* _Required work_
Reproduce the part of the post about U2's new album that opens with the words containing "Written and recorded" and closes with "seen them live.".

____ Text for analysis

U2 has announced the date of it’s latest album:
No Line On The Horizon, the new studio album from U2, will be released on Monday 2nd March 2009.
Written and recorded in various locations, No Line On The Horizon is the group’s 12th studio album and is their first release since the 9 million selling album How To Dismantle An Atomic Bomb, released in late 2004.
Sessions for No Line On The Horizon began last year in Fez, Morocco, continued in the band’s own studio in Dublin, before moving to New York’s Platinum Sound Recording Studios, and finally being completed at Olympic Studios in London.
The album calls on the production talents of long-time collaborators Brian Eno and Danny Lanois, with additional production by Steve Lillywhite.
They will also be touring in 2009. Definitely have to go since I’ve never seen them live.






As the post is on U2, may I mention that I’m not comfortable calling U2 a Christian band. Don’t know them personally, but if they *are* Christians, then they practice a strange Christianity indeed. Just one example: in one of their publicised set lists for their current 2011 tour, they honor Sgt Pepper — icon of destruction, rebellion, drug-induced (pharmacopeia) thoughts and lyrics and an album which heralded icons such as Satanist Aleister Crowley — author of and the Rolling Stones, who released “His Satanic Majesty’s Request”. This link lists the U2 set list for Chile: bit.ly/e9sYWR. Steve Stockman seeks to vindicate them in his book, in which he dotes upon them — but Stockman is quite a liberal (perhaps even a capital “L”) Christian indeed. The following page illustrates quite a bit about who Crowley was: http://www.bbc.co.uk/dna/h2g2/A9736851; Sgt Pepper album pointed him out as a ‘hero’ and U2 is paying tribute to Sgt Pepper which was a pursuit into all that is wicked and unholy.
Again, as I mentioned, I’ve never met the members of U2, but having researched U2 and Bono for several years, they present very serious questions about their supposed faith.

________
____ Available data

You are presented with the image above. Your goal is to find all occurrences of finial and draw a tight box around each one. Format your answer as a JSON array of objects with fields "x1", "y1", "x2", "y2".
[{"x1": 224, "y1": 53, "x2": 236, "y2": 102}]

________

* _Exercise result_
Written and recorded in various locations, No Line On The Horizon is the group’s 12th studio album and is their first release since the 9 million selling album How To Dismantle An Atomic Bomb, released in late 2004.
Sessions for No Line On The Horizon began last year in Fez, Morocco, continued in the band’s own studio in Dublin, before moving to New York’s Platinum Sound Recording Studios, and finally being completed at Olympic Studios in London.
The album calls on the production talents of long-time collaborators Brian Eno and Danny Lanois, with additional production by Steve Lillywhite.
They will also be touring in 2009. Definitely have to go since I’ve never seen them live.